Skip the images and copy each record exactly as written.

━━━━━━━━━━

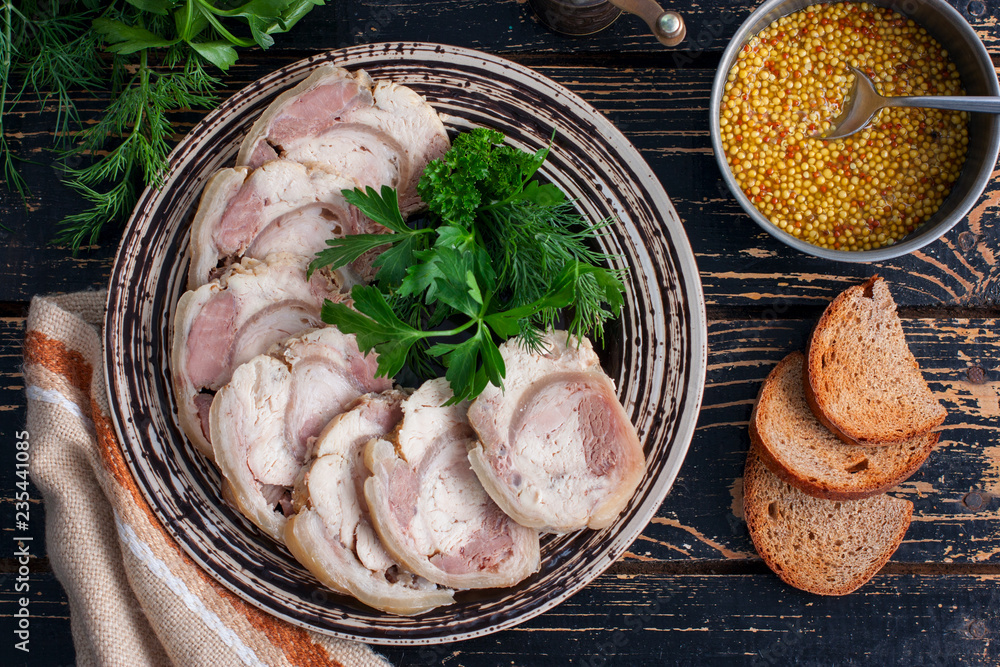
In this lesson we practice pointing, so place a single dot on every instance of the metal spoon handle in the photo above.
(956, 103)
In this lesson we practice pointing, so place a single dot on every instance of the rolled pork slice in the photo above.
(341, 119)
(232, 319)
(331, 532)
(556, 449)
(262, 420)
(282, 207)
(428, 507)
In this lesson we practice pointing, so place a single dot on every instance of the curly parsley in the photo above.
(498, 255)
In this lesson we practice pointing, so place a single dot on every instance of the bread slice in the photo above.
(827, 547)
(862, 381)
(796, 447)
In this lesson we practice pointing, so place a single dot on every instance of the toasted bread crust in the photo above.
(889, 467)
(763, 509)
(819, 401)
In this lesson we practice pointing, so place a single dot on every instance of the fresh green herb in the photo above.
(498, 255)
(161, 51)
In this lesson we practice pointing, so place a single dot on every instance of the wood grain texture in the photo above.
(691, 591)
(956, 494)
(625, 619)
(662, 111)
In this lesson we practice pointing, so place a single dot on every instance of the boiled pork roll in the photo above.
(430, 510)
(283, 207)
(331, 532)
(232, 319)
(556, 450)
(262, 420)
(346, 122)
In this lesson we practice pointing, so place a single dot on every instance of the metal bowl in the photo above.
(965, 49)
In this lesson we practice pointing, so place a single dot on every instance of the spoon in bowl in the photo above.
(863, 102)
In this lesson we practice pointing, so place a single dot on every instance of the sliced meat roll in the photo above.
(283, 207)
(331, 532)
(262, 420)
(232, 319)
(557, 451)
(430, 510)
(340, 119)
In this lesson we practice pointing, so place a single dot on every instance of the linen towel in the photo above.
(135, 597)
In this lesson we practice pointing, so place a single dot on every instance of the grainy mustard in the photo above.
(868, 190)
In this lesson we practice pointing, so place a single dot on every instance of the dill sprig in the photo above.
(498, 255)
(160, 54)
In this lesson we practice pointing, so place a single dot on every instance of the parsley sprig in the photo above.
(160, 58)
(498, 255)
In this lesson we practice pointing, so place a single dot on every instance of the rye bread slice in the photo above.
(861, 380)
(827, 547)
(796, 447)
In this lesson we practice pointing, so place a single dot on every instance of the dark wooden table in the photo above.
(691, 590)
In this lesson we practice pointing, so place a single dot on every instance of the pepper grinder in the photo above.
(585, 17)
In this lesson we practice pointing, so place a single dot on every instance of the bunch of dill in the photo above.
(146, 58)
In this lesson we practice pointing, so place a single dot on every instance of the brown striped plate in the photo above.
(655, 353)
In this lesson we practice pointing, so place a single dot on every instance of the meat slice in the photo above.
(262, 420)
(283, 207)
(557, 451)
(331, 532)
(344, 121)
(433, 515)
(232, 319)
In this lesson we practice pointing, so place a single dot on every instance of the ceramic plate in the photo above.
(655, 353)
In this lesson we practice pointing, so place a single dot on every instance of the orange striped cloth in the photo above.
(135, 598)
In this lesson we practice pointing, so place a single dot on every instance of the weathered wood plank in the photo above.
(687, 620)
(49, 638)
(956, 494)
(663, 113)
(510, 26)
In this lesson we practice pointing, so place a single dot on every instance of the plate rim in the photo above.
(693, 300)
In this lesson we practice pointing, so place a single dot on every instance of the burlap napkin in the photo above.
(135, 598)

━━━━━━━━━━

## EXERCISE RESPONSE
In this lesson we practice pointing, so place a single dot on every instance of the metal spoon handle in the photo above.
(956, 103)
In this lesson we practice pointing, so place a single dot on every instance of the rolled pork slice in the photo above.
(341, 119)
(232, 319)
(331, 532)
(556, 449)
(262, 420)
(282, 207)
(428, 507)
In this lesson we practice pointing, so place a single dot on every instance of the curly parsley in the photo above.
(498, 255)
In this lesson we practice pointing, so place a single dot on every instance of the bread slice in the photo above.
(827, 547)
(862, 381)
(796, 447)
In this lesson we practice pointing, so place a single dot on every instance of the toasted bread crust in the photo above.
(889, 467)
(763, 509)
(819, 401)
In this lesson we practice pointing, so place a single dot on every instance of the fresh green herb in the photo above.
(498, 255)
(161, 51)
In this lesson we practice pointing, so place a single dot on every instance of the wood grain texture in the photo above.
(691, 591)
(956, 494)
(625, 619)
(662, 111)
In this lesson we practice pointing, so place a single dot on every instance of the boiled pork roll in the photo above.
(430, 510)
(283, 207)
(331, 532)
(232, 319)
(556, 450)
(262, 420)
(346, 122)
In this lesson we practice pointing, so place a single dot on every instance of the metal bowl in the photo above.
(965, 49)
In this lesson we practice pointing, so place a single dot on every instance of the spoon in bowl in the photo above.
(863, 102)
In this lesson we practice pointing, so place a single dot on every instance of the sliced meat roll in the photo above.
(283, 207)
(331, 532)
(262, 420)
(232, 319)
(557, 451)
(430, 510)
(340, 119)
In this lesson we practice pointing, so place a single dot on every instance of the linen towel in the photo above.
(135, 597)
In this lesson we practice pointing, so place a single dot on every instance of the grainy mustard in the photo above.
(868, 190)
In this lesson we practice pointing, so place a single dot on every instance of the dill sprig in the photo above.
(498, 255)
(160, 54)
In this lesson we practice pointing, so place a single dot on every instance of the parsley sprig in the photo above.
(160, 58)
(498, 255)
In this lesson we practice pointing, so place a single dot on every instance of the rye bread slice in the photo above.
(861, 380)
(827, 547)
(796, 447)
In this lesson we practice pointing, so place a single dot on every instance of the dark wooden table in the photo above.
(691, 590)
In this lesson we practice pointing, so place a single dot on every instance of the pepper grinder in the photo above.
(585, 17)
In this lesson we practice pointing, so place a single dot on every instance of the bunch of dill in the photo above.
(146, 58)
In this lesson we practice pointing, so place a single dot on every instance of the brown striped plate in the photo above.
(655, 353)
In this lesson we practice pointing, so place a single dot on every instance of the meat slice in the photo above.
(262, 420)
(283, 207)
(557, 451)
(331, 532)
(344, 121)
(433, 515)
(232, 319)
In this lesson we practice pointing, so place a single dot on every instance of the ceramic plate in the photo above.
(655, 353)
In this lesson we practice pointing, so place a single dot on every instance of the orange striped cloth in the photo above.
(135, 598)
In this lesson we practice pointing, so place a single dot on every instance of the weathered wood plank in the photo above.
(687, 620)
(49, 638)
(956, 494)
(663, 113)
(510, 26)
In this lesson we practice pointing, so place a single dot on every instance of the plate rim in the photo above.
(693, 300)
In this lesson we practice pointing, so place a single dot on every instance of the burlap napkin in the photo above.
(135, 598)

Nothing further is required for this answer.